** Explore the material **
a - In the commentary on the bar exam, transcribe the passage between "July 25th, 2022" and "use in practice.", inclusive.
b - For each statement below, say whether the commentary on the bar exam agrees with it: (i) The Building a Better Bar study was coauthored with Logan Cornett. (ii) NCBE has already finished building a better exam. (iii) The bar exam was originally designed based on research evidence. Answer yes or no for each, quoting the words of the text that decide it.

** Document section **
July 25th, 2022 / By Deborah J. Merritt
David Lat is hosting a “Notice and Comment on the Bar Exam” at Original Jurisdiction. Several commentators have offered thoughtful insights. Here’s mine:
One of the many problems with the bar exam is that it doesn’t test the knowledge and skills that new lawyers really need. The exam was designed based on “gut instincts” about that knowledge and skills but, as often is the case, gut instincts were wrong. The problem was compounded by well intentioned efforts to create a national exam, which has resulted in candidates memorizing a vast number of federal or “consensus” rules that they will never use in practice.
But now we have good evidence about the knowledge and skills that new lawyers actually use. NCBE’s recent practice analysis offers some insights, and the Building a Better Bar study (which I coauthored with Logan Cornett) offers more. NCBE is now building a better exam around those studies, but a written exam can’t capture many of the skills that are essential to lawyering–and it’s hard to capture the type of knowledge most new lawyers use in a uniform national exam.

(Items from a data source)
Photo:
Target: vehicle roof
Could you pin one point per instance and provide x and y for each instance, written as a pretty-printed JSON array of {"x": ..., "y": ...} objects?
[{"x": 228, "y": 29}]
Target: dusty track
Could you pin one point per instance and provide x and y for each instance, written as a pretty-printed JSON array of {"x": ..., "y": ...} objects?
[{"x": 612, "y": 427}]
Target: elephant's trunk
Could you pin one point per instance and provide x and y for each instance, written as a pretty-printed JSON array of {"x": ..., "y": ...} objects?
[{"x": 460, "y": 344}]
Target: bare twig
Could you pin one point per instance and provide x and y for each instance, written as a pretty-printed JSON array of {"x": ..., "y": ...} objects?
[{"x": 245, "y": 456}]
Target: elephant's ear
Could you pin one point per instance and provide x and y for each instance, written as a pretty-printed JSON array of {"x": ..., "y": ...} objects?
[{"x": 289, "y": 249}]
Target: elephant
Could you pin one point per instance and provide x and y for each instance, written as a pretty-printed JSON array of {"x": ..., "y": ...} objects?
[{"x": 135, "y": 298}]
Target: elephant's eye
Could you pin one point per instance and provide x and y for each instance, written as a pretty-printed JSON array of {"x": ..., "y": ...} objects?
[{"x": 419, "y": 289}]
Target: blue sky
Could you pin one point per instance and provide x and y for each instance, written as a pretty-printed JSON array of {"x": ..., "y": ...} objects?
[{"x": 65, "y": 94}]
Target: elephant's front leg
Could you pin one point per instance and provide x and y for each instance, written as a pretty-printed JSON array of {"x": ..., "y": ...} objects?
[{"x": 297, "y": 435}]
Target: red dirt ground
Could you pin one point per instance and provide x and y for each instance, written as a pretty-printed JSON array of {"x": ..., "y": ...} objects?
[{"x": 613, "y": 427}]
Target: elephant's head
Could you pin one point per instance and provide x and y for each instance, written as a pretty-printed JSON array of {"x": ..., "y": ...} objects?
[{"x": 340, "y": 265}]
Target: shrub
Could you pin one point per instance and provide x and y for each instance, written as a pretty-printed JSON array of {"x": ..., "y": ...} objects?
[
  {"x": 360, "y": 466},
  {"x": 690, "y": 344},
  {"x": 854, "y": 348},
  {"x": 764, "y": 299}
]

** Solutions to the problems **
a -
July 25th, 2022 / By Deborah J. Merritt
David Lat is hosting a “Notice and Comment on the Bar Exam” at Original Jurisdiction. Several commentators have offered thoughtful insights. Here’s mine:
One of the many problems with the bar exam is that it doesn’t test the knowledge and skills that new lawyers really need. The exam was designed based on “gut instincts” about that knowledge and skills but, as often is the case, gut instincts were wrong. The problem was compounded by well intentioned efforts to create a national exam, which has resulted in candidates memorizing a vast number of federal or “consensus” rules that they will never use in practice.

b -
(i) Yes: "the Building a Better Bar study (which I coauthored with Logan Cornett)"
(ii) No: "NCBE is now building a better exam around those studies"
(iii) No: "The exam was designed based on “gut instincts” about that knowledge and skills"